• Recorded information:

▼

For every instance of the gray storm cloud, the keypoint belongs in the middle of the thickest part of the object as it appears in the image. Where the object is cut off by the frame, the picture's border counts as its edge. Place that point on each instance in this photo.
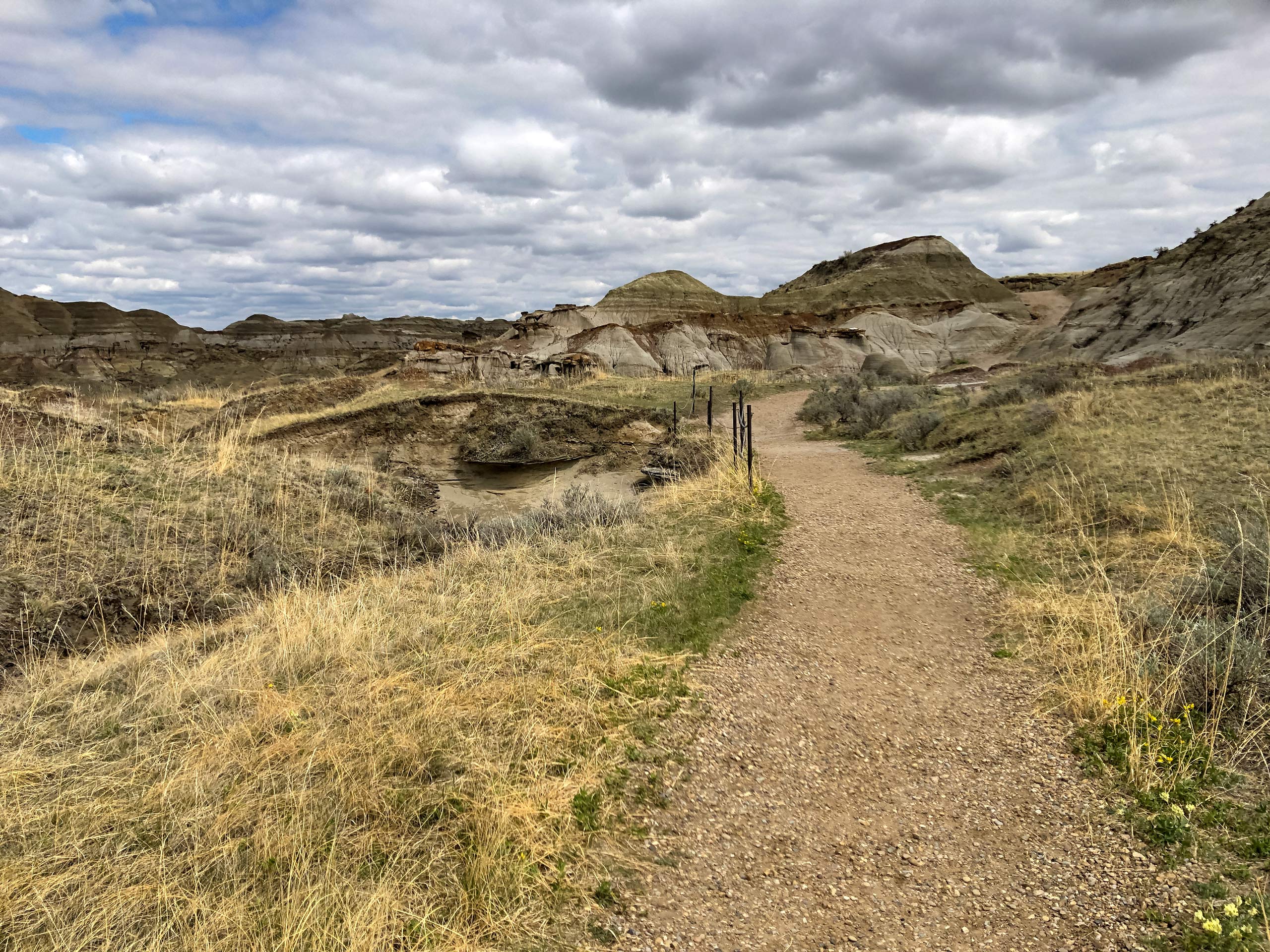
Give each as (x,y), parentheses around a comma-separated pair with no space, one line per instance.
(313,158)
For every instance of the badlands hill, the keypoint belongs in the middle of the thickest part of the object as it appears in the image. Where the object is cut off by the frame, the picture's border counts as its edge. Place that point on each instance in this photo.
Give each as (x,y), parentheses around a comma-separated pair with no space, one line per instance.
(917,304)
(1210,295)
(92,343)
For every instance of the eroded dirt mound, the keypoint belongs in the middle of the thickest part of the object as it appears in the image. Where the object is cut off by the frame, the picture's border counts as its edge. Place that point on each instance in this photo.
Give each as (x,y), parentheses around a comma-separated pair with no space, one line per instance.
(1207,296)
(302,398)
(484,428)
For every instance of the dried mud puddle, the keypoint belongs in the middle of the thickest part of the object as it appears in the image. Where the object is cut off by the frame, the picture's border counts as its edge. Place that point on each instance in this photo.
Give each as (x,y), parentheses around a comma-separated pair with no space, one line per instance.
(497,489)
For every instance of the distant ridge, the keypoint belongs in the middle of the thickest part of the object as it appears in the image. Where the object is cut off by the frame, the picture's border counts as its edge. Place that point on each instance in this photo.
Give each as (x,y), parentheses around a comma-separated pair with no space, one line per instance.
(1210,295)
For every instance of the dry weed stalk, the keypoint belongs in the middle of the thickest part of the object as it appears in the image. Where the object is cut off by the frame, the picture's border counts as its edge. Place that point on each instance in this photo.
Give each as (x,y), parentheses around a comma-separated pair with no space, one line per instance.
(385,766)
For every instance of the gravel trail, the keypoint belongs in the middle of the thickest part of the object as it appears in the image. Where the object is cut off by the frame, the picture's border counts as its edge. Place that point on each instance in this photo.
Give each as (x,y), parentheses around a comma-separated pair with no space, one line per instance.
(869,776)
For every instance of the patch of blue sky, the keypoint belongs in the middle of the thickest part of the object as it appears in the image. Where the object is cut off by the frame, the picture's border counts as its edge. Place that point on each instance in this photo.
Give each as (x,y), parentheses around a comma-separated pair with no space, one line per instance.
(42,135)
(218,14)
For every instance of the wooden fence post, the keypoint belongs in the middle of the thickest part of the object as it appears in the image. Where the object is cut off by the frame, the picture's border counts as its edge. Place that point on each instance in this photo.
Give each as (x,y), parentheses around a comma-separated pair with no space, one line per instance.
(734,433)
(750,445)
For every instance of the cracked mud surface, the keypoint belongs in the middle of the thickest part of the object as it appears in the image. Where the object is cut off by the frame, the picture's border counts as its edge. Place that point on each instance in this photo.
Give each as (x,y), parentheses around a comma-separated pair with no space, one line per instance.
(869,776)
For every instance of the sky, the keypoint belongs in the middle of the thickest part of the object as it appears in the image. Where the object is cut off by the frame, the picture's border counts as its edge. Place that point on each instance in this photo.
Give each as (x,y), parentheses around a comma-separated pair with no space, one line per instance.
(214,159)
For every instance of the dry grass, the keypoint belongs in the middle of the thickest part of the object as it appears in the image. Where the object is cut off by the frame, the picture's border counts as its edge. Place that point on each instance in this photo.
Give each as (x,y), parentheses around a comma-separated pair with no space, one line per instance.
(108,525)
(1101,506)
(390,763)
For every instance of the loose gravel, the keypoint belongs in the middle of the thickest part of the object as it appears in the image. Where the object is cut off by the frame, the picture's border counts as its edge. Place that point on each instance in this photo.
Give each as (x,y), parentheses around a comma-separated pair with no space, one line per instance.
(869,776)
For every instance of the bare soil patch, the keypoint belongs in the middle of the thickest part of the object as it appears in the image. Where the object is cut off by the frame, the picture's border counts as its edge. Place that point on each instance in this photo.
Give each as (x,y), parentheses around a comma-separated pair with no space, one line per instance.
(869,774)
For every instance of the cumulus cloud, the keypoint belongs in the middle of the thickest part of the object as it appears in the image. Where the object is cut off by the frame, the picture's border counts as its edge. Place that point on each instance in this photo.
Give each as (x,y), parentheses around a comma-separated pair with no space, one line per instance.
(513,159)
(310,158)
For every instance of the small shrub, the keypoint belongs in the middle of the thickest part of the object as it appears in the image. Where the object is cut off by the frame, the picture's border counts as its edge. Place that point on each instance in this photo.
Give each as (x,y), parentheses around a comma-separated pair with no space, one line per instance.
(915,431)
(524,443)
(577,509)
(1003,397)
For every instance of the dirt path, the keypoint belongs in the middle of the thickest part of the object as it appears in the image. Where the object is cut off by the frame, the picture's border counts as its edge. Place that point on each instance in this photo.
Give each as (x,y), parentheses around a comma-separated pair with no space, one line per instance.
(869,774)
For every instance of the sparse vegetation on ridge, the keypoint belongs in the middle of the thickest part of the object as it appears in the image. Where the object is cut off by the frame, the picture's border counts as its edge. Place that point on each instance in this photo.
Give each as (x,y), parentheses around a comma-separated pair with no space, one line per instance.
(1127,516)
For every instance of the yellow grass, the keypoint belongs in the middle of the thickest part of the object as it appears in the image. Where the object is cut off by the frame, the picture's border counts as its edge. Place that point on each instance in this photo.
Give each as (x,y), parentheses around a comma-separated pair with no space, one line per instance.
(1117,507)
(388,765)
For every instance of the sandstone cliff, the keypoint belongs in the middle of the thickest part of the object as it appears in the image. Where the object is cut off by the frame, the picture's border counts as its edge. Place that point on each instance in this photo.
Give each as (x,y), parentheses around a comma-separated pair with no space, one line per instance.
(89,343)
(917,302)
(1210,295)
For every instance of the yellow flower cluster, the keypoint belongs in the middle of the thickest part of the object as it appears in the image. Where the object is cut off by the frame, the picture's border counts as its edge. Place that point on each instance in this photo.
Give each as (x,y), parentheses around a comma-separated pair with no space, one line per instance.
(1210,922)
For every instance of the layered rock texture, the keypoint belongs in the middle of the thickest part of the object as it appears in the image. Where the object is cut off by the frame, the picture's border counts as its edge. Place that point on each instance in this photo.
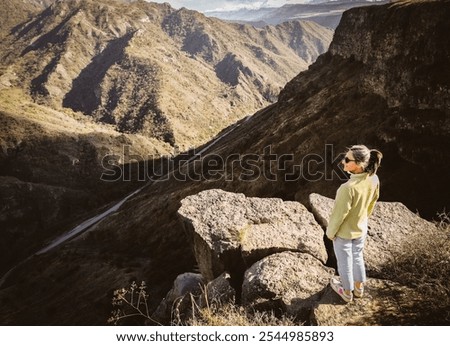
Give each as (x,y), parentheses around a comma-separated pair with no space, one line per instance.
(383,83)
(293,279)
(86,87)
(231,232)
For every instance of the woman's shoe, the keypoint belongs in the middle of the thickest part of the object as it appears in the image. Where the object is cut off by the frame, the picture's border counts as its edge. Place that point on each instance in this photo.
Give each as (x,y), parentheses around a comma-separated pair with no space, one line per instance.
(337,287)
(358,292)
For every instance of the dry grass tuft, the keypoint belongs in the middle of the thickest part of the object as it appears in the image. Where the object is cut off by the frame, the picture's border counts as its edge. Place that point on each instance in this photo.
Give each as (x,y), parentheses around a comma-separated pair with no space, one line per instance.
(425,267)
(233,315)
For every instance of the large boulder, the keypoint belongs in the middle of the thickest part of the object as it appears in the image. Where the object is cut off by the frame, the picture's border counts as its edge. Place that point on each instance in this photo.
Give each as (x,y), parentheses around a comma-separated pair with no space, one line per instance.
(384,303)
(288,282)
(230,231)
(390,227)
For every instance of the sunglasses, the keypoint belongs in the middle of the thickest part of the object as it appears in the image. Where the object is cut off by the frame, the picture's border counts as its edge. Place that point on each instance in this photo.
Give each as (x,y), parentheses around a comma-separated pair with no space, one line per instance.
(347,160)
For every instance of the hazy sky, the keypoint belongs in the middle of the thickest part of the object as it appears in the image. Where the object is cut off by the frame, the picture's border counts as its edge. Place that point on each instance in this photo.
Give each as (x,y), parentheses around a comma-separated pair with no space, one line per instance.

▲

• Objective:
Repeat the material above word for word and skip every image in it.

• Answer below:
For every instance of the gray storm cloud, the keypoint belongs in the middle of the thickest part of the object as it appears in the image. Where the object is cut off by the frame, the picture's border counts as its edge. Place that point on each instance in this photo.
Give each as (x,y), parentheses around a comma-separated pair with no space, one line per instance.
(313,158)
For every instance of the badlands hill, the keypoint belongs in the middle of the thickest part of the object as it appears in the image. Where the object is cut off by the frame, the picture's border counts as its edge. Place that point on each instance in this photo.
Give each as (x,y), parentheses around a comma-separated pair with no space, one line per instance.
(917,304)
(1210,295)
(92,343)
For every instance of the eroded dirt mound, the keypoint belongs in the middle of the thickest part of the object as it appears in the image. Where the object is cut off by the frame, the picture's border counts as its edge. Place that point on each instance in this photo.
Give each as (x,y), parentheses around a comma-separated pair with no space, one line per instance.
(1207,296)
(302,398)
(484,428)
For every instance of the dried mud puddle, the keypoint belongs in the middle of the thickest part of the object as it appears in the image. Where the object is cut off by the frame, the picture's border counts as its edge. Place that point on each instance in this photo.
Give each as (x,y), parentheses around a comma-separated pair with no space, one line per instance.
(497,489)
For every instance of the distant ridge, the keypoint belongs in the middle of the thickest part of the object as it appears in the image. Where the object is cut off by the frame, the picture's border counts as its edge. Place that point on each instance in this photo.
Give each as (x,y), parentheses around a comma-separated pair with no space, one line per instance.
(1210,295)
For every instance of the dry weed stalk, the keypoint belongs in the middle of the thickest part of the object as it appears in the image. Where the object is cut off by the frame, the picture's border counts as its edge. Place that point on each instance in this photo.
Give each as (x,y), parentheses around a comma-separated pair with no space, one line per instance.
(385,766)
For every instance of the gravel trail, the keypoint belongs in the middle of the thickest part of the object as it appears in the image. Where the object is cut off by the frame, the picture's border counts as its edge. Place that point on each instance in this photo.
Give each as (x,y), parentheses around a comma-separated pair with no space, one line per instance.
(869,776)
For every instance of the patch of blue sky, the keypoint belongs in the middle of the thickest part of the object as it appears in the image. Where the object is cut off by the frame, the picture's border counts as its edge. Place that point on each instance in this photo.
Give each as (x,y), parentheses around a comma-separated pair with no space, one line per instance.
(42,135)
(218,14)
For every instance of the wooden fence post, the keypoint belongs in the middle of the thickest part of the object as it appears in the image. Where the object is cut off by the frame, the picture's border counts as its edge. Place that point on each instance in this photo.
Give each as (x,y), parentheses around a comma-separated pair with no space, one line per instance.
(734,433)
(750,445)
For every instance of the cracked mud surface, the keypoint belongs in the middle of the thickest part of the object as it appears in the image. Where the object is cut off by the frame, the picture's border counts as its edge. Place that point on each instance in this photo.
Give each as (x,y), parentheses around a comma-separated pair with no space, one line per instance.
(869,776)
For every instance of the sky, the keypoint belongs in the middle of the thickest part of the object as it appears in the image. Where the object is cut off by the frame, the picture's border counts as its edge. Place that point on each instance in this photo.
Give each as (x,y), parentheses around a comma-separated pair with no space, one line per instance.
(214,159)
For every instance of the dry grass, the keypoint belongs in the middle of the thickest part of the object as it appears in the image. Where the object is cut off by the frame, the picture's border counts as its edge. Place that point on each instance in this photo.
Give each as (x,y), parentheses around a comma-separated pair with no space, one line per instance.
(108,525)
(1101,506)
(390,763)
For every instance of the loose gravel, the keypoint belongs in the middle of the thickest part of the object as it appears in the image. Where the object is cut off by the frame, the picture's border counts as its edge. Place that point on each instance in this photo.
Give each as (x,y), parentheses around a comma-separated pair with no space, one line per instance.
(869,776)
For every instance of the bare soil patch, the keypoint belongs in the middle of the thickest part of the object as it appears in the image. Where the object is cut off by the frame, the picture's border counts as its edge. Place that point on each instance in this photo.
Give each as (x,y), parentheses around a comma-separated pair with no space, one line per instance.
(869,774)
For every instance of the cumulus cloud, the keypoint belongs in the middle of the thickest part of the object as it appears in the image. Where the object is cut off by the frame, the picture's border counts as its edge. Place that point on each instance in this photo.
Give each as (x,y), parentheses around a comma-separated pair with no space, one line per instance.
(513,159)
(310,158)
For every instance of the small shrub, the keypoint belongs in the middle of the thickest part of the object as it appears in the image. Where the object is cut off by the frame, the picture's border counts as its edge. Place that point on each instance in this photo.
Give each as (x,y), parentheses around a comma-separated pair with no space, one line per instance.
(915,431)
(524,443)
(577,509)
(1003,397)
For every instance of the dirt path, the keypoint belongs in the middle of the thickest part of the object as it appears in the image. Where the object is cut off by the frame, the picture's border counts as its edge. Place that point on each instance in this photo.
Give each as (x,y), parentheses around a comma-separated pair with no space, one line per instance.
(869,774)
For every instance of the sparse vegetation on ridge, the keypoint belongs in the middle of the thickest part of the object as it appears in the image. Where the object is cut off by the frame, the picture's border counts as its edge. Place that point on each instance in this photo.
Give each as (x,y), parentheses around a comma-separated pair with no space, one line per instance.
(1127,516)
For every instance of the yellow grass, the keypoint belongs in the middle of the thickest part of the object as it appears in the image. Where the object is cut off by the frame, the picture's border counts as its edge. Place that point on each instance in this photo.
Give each as (x,y), parentheses around a comma-separated pair with no space, one line per instance.
(1117,507)
(388,765)
For every instance of the sandstone cliff, the keypoint belongs in the middle of the thickest part of the object as it appears in the image. Where the object is cut off by the frame, the picture's border counts as its edge. Place that point on each instance in this photo.
Give each as (x,y), parentheses around a comma-separated pair with no space, one line per instance.
(89,343)
(917,302)
(1210,295)
For every instance of the yellow flower cluster, the keypoint belongs in the middle of the thickest part of the object as it appears in the image. Where the object is cut off by the frame, the picture's border counts as its edge. Place that point on each instance in this photo.
Give each as (x,y), parentheses around a comma-separated pair with no space, one line per instance.
(1210,922)
For every instance of the layered rock texture, the keypoint belongs in the middle of the thickest part of the object as it appears in the image. Where the object is cut off by the frame, the picture's border counts as its edge. Place that point on each instance in this photo.
Give each as (x,y), parentheses around a comma-separated pair with no space, one line per instance.
(383,83)
(293,279)
(86,87)
(231,232)
For every instance of the woman's shoe, the keypoint belongs in the middle of the thickest part of the object as it appears in the image. Where the object is cut off by the frame, the picture's border counts as its edge. Place that point on each instance in this photo.
Give each as (x,y), parentheses around a comma-separated pair with no space, one line per instance.
(337,287)
(358,292)
For every instance of the dry grass tuft, the keypoint belongs in the middle of the thickest part of the object as it appears in the image. Where the object is cut off by the frame, the picture's border counts as its edge. Place that point on each instance in this photo.
Give each as (x,y), parentheses around a comma-separated pair with no space, one line per instance.
(425,267)
(233,315)
For every instance of the large boulder, the keypoint belongs in the middle of the thickest part of the object as it appears in the image. Where the object is cut off by the frame, the picture's border counts as its edge. Place that point on each instance in this photo.
Give each as (x,y), parentheses around a comma-separated pair with no space, one line per instance.
(384,303)
(288,282)
(230,231)
(390,227)
For every instance of the sunglasses, the keypoint belongs in the middle of the thickest part of the object as it appears in the image. Where the object is cut off by the frame, the picture's border counts as its edge. Place that point on each instance in this photo.
Give each as (x,y), parentheses around a comma-separated pair with no space, one line per instance.
(347,160)
For every instance of the hazy sky, the keypoint belongs in the middle of the thickest part of the object as it appears in the image. Where the object is cut off by the frame, the picture's border counts as its edge. Place that point on each instance in this photo.
Give each as (x,y), parentheses around a comma-separated pair with no space, one line per instance.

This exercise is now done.